DIRECTION: Write the data out again, exactly as given.

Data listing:
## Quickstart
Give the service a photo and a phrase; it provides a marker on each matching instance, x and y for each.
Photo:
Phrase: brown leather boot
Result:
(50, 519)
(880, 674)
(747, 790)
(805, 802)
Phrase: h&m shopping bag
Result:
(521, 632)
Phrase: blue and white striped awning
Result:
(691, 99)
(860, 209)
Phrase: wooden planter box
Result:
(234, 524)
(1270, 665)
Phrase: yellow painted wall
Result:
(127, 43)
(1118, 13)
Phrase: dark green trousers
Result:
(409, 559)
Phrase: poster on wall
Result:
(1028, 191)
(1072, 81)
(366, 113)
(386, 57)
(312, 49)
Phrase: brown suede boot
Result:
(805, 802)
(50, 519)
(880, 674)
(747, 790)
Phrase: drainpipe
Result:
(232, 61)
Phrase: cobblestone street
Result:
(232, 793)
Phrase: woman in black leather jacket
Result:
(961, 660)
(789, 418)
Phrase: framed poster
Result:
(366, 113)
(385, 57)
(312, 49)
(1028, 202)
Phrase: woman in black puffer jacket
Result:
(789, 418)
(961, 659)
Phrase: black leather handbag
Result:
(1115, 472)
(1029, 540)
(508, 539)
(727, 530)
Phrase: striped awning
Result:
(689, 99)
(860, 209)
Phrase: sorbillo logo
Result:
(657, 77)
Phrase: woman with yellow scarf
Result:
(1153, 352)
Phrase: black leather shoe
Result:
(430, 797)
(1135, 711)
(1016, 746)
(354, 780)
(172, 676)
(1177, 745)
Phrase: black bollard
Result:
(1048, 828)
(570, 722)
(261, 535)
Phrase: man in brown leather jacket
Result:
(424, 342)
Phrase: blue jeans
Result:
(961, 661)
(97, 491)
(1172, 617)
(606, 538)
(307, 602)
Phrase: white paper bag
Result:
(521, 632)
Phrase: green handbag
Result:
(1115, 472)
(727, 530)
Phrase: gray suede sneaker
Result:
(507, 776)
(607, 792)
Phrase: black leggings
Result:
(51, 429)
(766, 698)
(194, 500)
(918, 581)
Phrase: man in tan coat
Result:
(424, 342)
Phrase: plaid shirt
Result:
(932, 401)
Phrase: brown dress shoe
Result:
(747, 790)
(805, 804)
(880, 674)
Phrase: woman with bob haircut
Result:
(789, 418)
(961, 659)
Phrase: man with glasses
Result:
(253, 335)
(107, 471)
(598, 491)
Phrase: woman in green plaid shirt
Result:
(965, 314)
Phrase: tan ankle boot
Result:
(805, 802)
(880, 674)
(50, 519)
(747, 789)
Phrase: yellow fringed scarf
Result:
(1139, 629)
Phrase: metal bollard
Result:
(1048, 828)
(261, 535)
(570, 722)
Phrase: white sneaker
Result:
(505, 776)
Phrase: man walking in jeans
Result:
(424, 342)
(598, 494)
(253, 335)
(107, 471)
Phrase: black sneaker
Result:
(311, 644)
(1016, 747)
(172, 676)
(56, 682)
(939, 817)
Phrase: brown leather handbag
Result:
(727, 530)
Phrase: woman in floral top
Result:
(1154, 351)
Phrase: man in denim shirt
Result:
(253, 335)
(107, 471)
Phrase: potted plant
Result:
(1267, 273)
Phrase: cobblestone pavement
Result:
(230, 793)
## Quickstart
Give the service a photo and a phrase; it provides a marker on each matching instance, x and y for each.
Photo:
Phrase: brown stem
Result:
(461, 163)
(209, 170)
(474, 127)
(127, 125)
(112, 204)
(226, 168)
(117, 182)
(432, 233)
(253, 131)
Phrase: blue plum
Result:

EXERCISE ANSWER:
## Quickstart
Give the service a photo and a phrase; it provides a marker on each matching instance, x and y for each.
Photo:
Phrase: brown leather boot
Result:
(50, 519)
(880, 674)
(747, 790)
(805, 802)
Phrase: h&m shopping bag
Result:
(521, 632)
Phrase: blue and white striped awning
Result:
(691, 99)
(860, 209)
Phrase: wooden planter box
Result:
(234, 524)
(1270, 665)
Phrase: yellow painted wall
Result:
(127, 43)
(1118, 13)
Phrase: dark green trousers
Result:
(409, 559)
Phrase: poster on wall
Result:
(1028, 191)
(1072, 81)
(366, 113)
(386, 57)
(312, 49)
Phrase: brown suede boot
Result:
(805, 802)
(50, 519)
(880, 674)
(747, 790)
Phrase: drainpipe
Result:
(232, 61)
Phrase: cobblestone street
Result:
(232, 793)
Phrase: woman in black leather jacket
Result:
(961, 660)
(789, 418)
Phrase: framed poster
Result:
(366, 113)
(385, 57)
(312, 49)
(1028, 202)
Phrase: woman in black puffer jacket
Result:
(789, 418)
(961, 659)
Phrase: black leather handbag
Result:
(1115, 472)
(1029, 540)
(508, 539)
(727, 530)
Phrase: striped awning
Result:
(689, 99)
(860, 209)
Phrase: sorbillo logo
Result:
(657, 77)
Phrase: woman with yellow scarf
Result:
(1153, 352)
Phrase: black leather shoe
Result:
(430, 797)
(1135, 711)
(1016, 746)
(354, 780)
(172, 676)
(1177, 745)
Phrase: black bollard
Result:
(1048, 828)
(570, 722)
(261, 535)
Phrase: man in brown leather jacket
Result:
(424, 342)
Phrase: blue jeans
Result:
(961, 661)
(97, 491)
(1172, 617)
(606, 538)
(307, 602)
Phrase: white paper bag
Result:
(521, 632)
Phrase: green handbag
Result:
(1115, 472)
(727, 530)
Phrase: gray suede sneaker
Result:
(507, 776)
(607, 792)
Phrase: black leggings
Result:
(51, 429)
(766, 698)
(194, 500)
(918, 581)
Phrase: man in tan coat
Result:
(424, 342)
Phrase: plaid shirt
Result:
(932, 401)
Phrase: brown dress shoe
Result:
(747, 790)
(805, 804)
(880, 674)
Phrase: woman with bob haircut
Result:
(789, 418)
(961, 659)
Phrase: man with glasses
Result:
(253, 335)
(107, 471)
(598, 491)
Phrase: woman in green plaid shirt
Result:
(965, 314)
Phrase: tan ankle boot
Result:
(805, 802)
(880, 674)
(50, 519)
(747, 789)
Phrase: yellow fringed scarf
Result:
(1139, 629)
Phrase: metal bollard
Result:
(1048, 828)
(261, 535)
(570, 722)
Phrase: white sneaker
Result:
(505, 776)
Phrase: man walking in jeans
Result:
(424, 342)
(598, 494)
(253, 335)
(107, 471)
Phrase: black sneaker
Result:
(311, 644)
(1016, 747)
(172, 676)
(56, 682)
(939, 817)
Phrase: brown leather handbag
Result:
(727, 530)
Phrase: woman in floral top
Result:
(1154, 351)
Phrase: man in denim shirt
Result:
(253, 335)
(107, 471)
Phrase: potted plant
Result:
(1267, 273)
Phrase: cobblestone pavement
Result:
(230, 793)
## Quickstart
Give the service a photo and a phrase; it provides a marker on each matching instance, x and y for each.
Photo:
Phrase: brown stem
Result:
(461, 163)
(209, 170)
(474, 127)
(127, 125)
(112, 204)
(226, 168)
(117, 182)
(432, 233)
(253, 131)
Phrase: blue plum
Result:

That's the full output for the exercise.